# To do
a) In the fan-fiction reviews, which two characters does the chapter 8 review say finally admitted they love each other?
b) Continue the fan-fiction reviews from where they stop.

Reviews for Princess,Ninja,Hero
TwoTails chapter 6 . 6/12/2008
Hey INUGIRL! Fight scenes - my favorite. I found it kind of funny that you could have them fighting amongst themselves while facing enemies, but since there were so many Brawlers there, they must have had things under control. Keep up the good work!
alberto4395 chapter 8 . 6/12/2008
this chapter was awsome!

link and shiek finally admitted they love each other.

now everyones happy,even lucario!

i hope the next chapters are just as good.

good luck in writing the next chapters.
flutekitty chapter 3 . 6/11/2008
So Flame Rising strikes again. I thought that jerk didn't mess around in the SSB section anymore. Don't worry about him he flames everyone. He's not a very mature person, and I think he only does for attention. So don't sweat about it, everybody's been flamed once or twice on .

Now on to the reviewng. It's a pretty good story plot wise, but you need to really work on your grammar.

EX: Sheik walked over to roof’s rails and lean her back on it. The wind blow at them and the sweet scent of flowers from the garden is in the air. Finally, Sheik spoke.

# Entries
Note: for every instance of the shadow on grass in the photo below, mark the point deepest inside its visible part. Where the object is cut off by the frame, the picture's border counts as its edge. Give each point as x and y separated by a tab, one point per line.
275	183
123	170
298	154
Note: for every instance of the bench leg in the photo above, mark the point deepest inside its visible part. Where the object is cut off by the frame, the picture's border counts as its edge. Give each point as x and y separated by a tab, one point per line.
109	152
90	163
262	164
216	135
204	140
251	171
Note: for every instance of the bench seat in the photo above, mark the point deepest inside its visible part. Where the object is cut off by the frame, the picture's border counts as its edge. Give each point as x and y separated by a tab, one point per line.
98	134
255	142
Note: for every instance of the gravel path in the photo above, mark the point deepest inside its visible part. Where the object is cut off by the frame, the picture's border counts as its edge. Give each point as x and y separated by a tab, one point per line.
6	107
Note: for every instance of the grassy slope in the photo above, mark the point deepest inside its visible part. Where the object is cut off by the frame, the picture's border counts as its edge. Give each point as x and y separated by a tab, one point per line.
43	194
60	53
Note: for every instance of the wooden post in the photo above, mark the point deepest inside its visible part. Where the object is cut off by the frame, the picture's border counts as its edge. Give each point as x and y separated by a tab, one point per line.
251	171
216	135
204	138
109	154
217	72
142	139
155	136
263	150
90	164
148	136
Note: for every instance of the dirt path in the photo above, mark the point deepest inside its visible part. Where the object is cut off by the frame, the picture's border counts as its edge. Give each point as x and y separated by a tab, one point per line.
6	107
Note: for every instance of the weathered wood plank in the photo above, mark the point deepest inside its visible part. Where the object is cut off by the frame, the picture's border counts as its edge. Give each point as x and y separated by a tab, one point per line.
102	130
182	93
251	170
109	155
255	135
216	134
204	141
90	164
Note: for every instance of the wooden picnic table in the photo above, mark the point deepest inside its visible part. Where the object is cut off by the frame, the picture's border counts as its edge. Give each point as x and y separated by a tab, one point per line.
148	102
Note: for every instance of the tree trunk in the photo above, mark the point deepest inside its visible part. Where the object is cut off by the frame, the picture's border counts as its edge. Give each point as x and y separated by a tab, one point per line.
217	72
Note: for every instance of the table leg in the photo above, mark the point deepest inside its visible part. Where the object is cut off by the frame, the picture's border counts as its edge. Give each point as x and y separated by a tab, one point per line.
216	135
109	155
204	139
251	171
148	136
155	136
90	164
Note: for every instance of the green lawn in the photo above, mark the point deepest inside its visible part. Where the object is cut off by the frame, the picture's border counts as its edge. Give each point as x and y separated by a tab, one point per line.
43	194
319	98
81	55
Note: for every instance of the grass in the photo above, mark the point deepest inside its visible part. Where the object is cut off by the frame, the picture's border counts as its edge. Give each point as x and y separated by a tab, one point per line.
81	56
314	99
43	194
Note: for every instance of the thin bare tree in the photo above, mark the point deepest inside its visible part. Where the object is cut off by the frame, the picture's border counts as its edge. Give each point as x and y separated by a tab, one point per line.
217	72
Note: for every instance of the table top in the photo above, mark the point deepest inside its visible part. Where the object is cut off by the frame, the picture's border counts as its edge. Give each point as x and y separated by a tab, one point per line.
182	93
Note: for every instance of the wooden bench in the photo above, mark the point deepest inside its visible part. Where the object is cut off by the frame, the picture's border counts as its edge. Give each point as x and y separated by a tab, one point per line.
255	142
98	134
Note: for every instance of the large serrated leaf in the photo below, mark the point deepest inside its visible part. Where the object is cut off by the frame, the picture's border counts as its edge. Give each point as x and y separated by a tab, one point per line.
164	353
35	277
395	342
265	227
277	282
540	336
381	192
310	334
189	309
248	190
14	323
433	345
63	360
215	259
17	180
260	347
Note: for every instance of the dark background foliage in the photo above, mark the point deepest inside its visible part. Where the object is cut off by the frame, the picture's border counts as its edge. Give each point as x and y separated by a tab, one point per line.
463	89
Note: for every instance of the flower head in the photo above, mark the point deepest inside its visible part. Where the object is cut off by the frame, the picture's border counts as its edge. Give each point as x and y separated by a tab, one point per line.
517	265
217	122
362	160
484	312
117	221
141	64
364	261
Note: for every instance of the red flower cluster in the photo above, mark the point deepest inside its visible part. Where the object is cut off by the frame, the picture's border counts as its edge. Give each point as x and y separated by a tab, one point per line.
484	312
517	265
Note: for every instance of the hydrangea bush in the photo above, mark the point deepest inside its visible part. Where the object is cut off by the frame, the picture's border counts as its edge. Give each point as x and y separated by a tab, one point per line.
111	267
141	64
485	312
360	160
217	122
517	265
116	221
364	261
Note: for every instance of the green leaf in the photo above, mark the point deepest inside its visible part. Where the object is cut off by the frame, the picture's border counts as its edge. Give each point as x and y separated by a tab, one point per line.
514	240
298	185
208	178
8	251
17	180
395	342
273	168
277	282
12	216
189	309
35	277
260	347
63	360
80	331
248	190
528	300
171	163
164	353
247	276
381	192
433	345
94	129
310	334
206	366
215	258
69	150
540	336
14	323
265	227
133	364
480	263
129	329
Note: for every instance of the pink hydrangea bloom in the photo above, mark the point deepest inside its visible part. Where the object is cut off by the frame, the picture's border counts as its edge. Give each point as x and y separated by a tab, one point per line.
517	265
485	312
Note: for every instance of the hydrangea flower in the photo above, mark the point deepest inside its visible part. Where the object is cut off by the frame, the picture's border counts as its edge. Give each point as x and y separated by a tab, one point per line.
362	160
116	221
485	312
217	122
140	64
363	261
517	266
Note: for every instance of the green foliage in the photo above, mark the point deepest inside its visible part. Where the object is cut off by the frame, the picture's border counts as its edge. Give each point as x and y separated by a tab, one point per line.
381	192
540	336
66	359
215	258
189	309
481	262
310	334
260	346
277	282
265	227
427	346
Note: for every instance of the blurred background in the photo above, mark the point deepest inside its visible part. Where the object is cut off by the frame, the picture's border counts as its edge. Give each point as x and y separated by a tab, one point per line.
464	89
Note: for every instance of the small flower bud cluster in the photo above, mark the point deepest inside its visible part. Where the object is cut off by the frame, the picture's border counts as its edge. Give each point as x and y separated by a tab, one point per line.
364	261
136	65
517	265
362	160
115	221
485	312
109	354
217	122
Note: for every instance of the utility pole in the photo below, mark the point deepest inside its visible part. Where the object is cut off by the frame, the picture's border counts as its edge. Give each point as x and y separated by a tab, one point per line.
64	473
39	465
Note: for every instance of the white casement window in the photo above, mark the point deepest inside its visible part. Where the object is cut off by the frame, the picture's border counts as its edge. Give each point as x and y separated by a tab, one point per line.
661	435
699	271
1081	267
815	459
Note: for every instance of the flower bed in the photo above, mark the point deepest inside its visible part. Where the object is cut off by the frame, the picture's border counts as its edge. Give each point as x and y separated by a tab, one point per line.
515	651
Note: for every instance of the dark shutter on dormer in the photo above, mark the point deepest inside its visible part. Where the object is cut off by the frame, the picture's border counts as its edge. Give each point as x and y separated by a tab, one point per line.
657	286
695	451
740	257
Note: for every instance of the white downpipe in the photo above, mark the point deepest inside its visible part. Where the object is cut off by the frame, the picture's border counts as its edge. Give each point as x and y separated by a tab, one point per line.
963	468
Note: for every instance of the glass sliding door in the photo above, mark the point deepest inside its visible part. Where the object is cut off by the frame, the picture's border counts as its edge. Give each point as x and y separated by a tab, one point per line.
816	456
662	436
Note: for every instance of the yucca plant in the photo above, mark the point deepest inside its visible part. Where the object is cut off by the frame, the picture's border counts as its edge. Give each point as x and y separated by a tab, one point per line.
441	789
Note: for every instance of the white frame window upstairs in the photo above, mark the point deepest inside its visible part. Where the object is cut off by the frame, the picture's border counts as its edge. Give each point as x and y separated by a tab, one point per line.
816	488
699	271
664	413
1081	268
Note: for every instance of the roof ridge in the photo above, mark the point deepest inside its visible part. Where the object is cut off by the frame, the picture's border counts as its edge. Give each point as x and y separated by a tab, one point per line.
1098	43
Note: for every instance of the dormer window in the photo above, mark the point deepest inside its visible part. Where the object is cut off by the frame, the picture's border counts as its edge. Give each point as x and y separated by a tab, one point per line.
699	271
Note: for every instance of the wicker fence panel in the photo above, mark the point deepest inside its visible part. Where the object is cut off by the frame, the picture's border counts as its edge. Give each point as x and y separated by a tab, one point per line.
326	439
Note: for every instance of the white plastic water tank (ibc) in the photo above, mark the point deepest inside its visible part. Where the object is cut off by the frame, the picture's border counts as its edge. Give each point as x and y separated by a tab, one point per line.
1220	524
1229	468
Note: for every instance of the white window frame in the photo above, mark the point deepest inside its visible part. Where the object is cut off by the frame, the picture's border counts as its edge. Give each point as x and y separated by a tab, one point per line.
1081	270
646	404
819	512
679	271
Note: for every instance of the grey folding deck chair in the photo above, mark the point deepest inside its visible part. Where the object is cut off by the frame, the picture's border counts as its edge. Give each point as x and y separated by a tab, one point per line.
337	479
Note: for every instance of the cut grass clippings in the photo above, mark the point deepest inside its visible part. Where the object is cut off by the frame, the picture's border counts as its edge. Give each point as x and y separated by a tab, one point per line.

# Expected responses
a) Link and Sheik.

b)
You should try to avoid using script like writing. Like the ex above. Try somthing like this:

EX: Sheik walked over to the roof's rails and leaned her back against it. The wind blew at them and the sweet scent of flowers ,from the garden, was in the air. Sheik finally decided to speak.

I don't know if this will help you out any. In case you haven't noticed I'm not that good at giving advice. So I'd recommend reading some of the older Authors stories on here. Well I hope you have good luck on your story!

princessxkat chapter 3 . 6/11/2008
good job helen! loving the stories!
TwoTails chapter 5 . 6/11/2008
Hey INUGIRL! Good job again, your grammar improves with each chapter! One thing I did notice, you had Sheik in some clothes other than her regular outfit, when back in chapter 3, you said she had no other clothes. So make sure you remember the details of your previous chapters as you keep writing. Other than that, this fic of yours is getting frisky! I like it! Keep going!
alberto4395 chapter 7 . 6/11/2008
wow. i never knew link and lucario could be so evil.

dont make sheik get raped get the brawlers to save her before ganondorf can do that to her!
alberto4395 chapter 6 . 6/10/2008
hooray good guys won!

bo sheik is captured!

by the way why do they want sheik?
Hana13 chapter 6 . 6/10/2008
Very good.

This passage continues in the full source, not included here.